+++ Text passage

Flyleaf is the debut studio album by American rock band Flyleaf. It was released on October 4, 2005, through Octone Records. A re-packaged CD/DVD special edition was released on October 30, 2007, which included additional acoustic tracks and music videos. The album was re-released on January 14, 2008, through Polydor Records in the United Kingdom, which included three additional acoustic tracks.

While the band's then frontwoman Lacey Sturm prominently sings, her unclean vocals are frequent throughout the album. Lyrically, the album deals with topics such as Christianity, love and death. Flyleaf received mixed reviews from music critics. It debuted at No. 88 on the Billboard 200, selling more than 13,000 copies within its first week. Due to the band's growing exposure to fame in 2007, it eventually reached its peak of No. 57 on the week of September 17, 2007, and spent more than 133 weeks on the chart. It also topped the Billboard Christian Albums chart, and has since become the ninth best-selling Christian album of the 2000s. It has sold more than 1 million copies to date, and was certified Platinum by the Recording Industry Association of America (RIAA).

++++++

_Work instructions_. According to the Flyleaf text, why did the album reach its chart peak in 2007? Answer in one to three sentences.

+++ Entries shown

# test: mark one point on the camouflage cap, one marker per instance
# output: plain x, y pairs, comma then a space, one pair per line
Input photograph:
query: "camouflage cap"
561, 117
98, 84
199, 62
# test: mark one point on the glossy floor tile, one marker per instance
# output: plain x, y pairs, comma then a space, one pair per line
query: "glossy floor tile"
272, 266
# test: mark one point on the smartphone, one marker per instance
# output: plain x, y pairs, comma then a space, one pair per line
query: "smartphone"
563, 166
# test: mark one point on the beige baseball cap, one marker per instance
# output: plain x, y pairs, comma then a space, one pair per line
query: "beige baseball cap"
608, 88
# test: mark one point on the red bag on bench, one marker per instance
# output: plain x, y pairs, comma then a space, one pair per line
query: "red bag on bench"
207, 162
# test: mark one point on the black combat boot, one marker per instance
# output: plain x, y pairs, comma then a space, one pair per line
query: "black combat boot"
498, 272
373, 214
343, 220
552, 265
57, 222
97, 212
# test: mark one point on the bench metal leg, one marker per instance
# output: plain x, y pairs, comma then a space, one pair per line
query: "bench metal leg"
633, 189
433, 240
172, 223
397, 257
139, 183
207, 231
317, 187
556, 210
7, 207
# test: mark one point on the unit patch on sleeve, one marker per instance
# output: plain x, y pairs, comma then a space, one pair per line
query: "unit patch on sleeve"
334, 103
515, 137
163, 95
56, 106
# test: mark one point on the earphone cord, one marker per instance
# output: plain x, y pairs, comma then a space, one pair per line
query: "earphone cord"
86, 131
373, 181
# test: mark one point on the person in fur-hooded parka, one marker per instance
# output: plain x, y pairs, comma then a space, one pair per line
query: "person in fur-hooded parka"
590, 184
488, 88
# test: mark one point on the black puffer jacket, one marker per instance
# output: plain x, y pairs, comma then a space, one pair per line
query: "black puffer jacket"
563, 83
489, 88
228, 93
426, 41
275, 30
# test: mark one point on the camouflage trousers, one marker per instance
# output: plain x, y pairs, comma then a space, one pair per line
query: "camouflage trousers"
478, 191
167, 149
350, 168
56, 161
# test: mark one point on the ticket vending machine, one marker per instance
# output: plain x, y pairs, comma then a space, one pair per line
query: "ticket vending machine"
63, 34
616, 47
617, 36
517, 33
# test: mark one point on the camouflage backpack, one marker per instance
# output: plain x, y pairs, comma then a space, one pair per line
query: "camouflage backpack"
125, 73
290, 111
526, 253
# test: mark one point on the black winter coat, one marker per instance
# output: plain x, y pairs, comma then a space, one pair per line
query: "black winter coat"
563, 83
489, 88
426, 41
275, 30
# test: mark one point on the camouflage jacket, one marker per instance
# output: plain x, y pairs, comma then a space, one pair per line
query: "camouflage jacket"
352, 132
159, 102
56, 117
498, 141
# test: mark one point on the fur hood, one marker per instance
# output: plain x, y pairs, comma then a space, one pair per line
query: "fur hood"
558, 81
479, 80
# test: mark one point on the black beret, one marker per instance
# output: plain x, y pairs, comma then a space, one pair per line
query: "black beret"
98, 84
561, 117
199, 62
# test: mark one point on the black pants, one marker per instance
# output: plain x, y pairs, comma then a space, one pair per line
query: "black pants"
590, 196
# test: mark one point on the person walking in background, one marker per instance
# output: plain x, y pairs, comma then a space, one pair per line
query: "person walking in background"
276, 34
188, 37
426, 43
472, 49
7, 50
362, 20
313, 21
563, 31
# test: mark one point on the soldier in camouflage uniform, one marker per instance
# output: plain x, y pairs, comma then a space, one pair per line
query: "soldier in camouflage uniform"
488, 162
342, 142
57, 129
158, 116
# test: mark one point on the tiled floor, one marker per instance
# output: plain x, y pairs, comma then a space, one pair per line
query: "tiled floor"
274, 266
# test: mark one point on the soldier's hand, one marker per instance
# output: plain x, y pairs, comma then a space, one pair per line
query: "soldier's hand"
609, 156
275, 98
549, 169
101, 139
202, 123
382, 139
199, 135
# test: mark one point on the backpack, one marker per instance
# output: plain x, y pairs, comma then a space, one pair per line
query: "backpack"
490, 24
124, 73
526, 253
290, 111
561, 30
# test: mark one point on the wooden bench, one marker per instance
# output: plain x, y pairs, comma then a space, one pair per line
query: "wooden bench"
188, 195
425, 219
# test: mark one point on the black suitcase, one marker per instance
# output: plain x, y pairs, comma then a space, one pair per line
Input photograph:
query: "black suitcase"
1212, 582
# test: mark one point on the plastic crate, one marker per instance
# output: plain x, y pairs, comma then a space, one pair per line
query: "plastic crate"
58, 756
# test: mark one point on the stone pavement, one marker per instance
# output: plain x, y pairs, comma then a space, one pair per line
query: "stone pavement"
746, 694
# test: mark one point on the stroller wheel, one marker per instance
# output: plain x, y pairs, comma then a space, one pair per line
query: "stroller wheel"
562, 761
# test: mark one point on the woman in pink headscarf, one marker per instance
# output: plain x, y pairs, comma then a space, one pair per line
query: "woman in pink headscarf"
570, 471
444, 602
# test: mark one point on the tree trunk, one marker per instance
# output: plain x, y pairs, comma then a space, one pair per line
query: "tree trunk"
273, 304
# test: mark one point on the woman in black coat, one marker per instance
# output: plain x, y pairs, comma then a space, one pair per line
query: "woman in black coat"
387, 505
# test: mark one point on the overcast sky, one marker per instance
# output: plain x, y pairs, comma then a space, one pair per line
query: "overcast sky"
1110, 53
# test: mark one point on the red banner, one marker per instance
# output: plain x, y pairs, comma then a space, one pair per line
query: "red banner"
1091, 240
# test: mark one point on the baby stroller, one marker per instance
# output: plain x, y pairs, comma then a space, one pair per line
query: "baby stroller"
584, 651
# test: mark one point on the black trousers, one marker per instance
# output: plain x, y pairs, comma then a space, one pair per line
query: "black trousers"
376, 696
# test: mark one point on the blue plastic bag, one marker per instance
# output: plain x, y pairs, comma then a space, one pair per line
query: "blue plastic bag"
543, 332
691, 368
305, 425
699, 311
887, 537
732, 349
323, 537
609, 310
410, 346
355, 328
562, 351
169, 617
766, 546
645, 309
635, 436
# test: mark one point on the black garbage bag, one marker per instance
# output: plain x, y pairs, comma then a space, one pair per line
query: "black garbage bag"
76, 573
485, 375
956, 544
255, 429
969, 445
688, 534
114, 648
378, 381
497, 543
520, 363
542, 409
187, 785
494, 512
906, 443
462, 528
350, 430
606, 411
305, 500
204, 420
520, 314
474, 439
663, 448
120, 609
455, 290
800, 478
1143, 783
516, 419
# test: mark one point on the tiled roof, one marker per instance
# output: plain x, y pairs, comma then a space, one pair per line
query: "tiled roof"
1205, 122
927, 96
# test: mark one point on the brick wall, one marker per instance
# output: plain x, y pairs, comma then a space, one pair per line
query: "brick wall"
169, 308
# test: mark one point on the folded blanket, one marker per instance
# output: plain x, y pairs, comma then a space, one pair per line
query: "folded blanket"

++++++

_Solution below_. The album reached its peak of No. 57 on the Billboard 200 in the week of September 17, 2007, because the band was gaining more exposure to fame that year. It had debuted at No. 88 in 2005.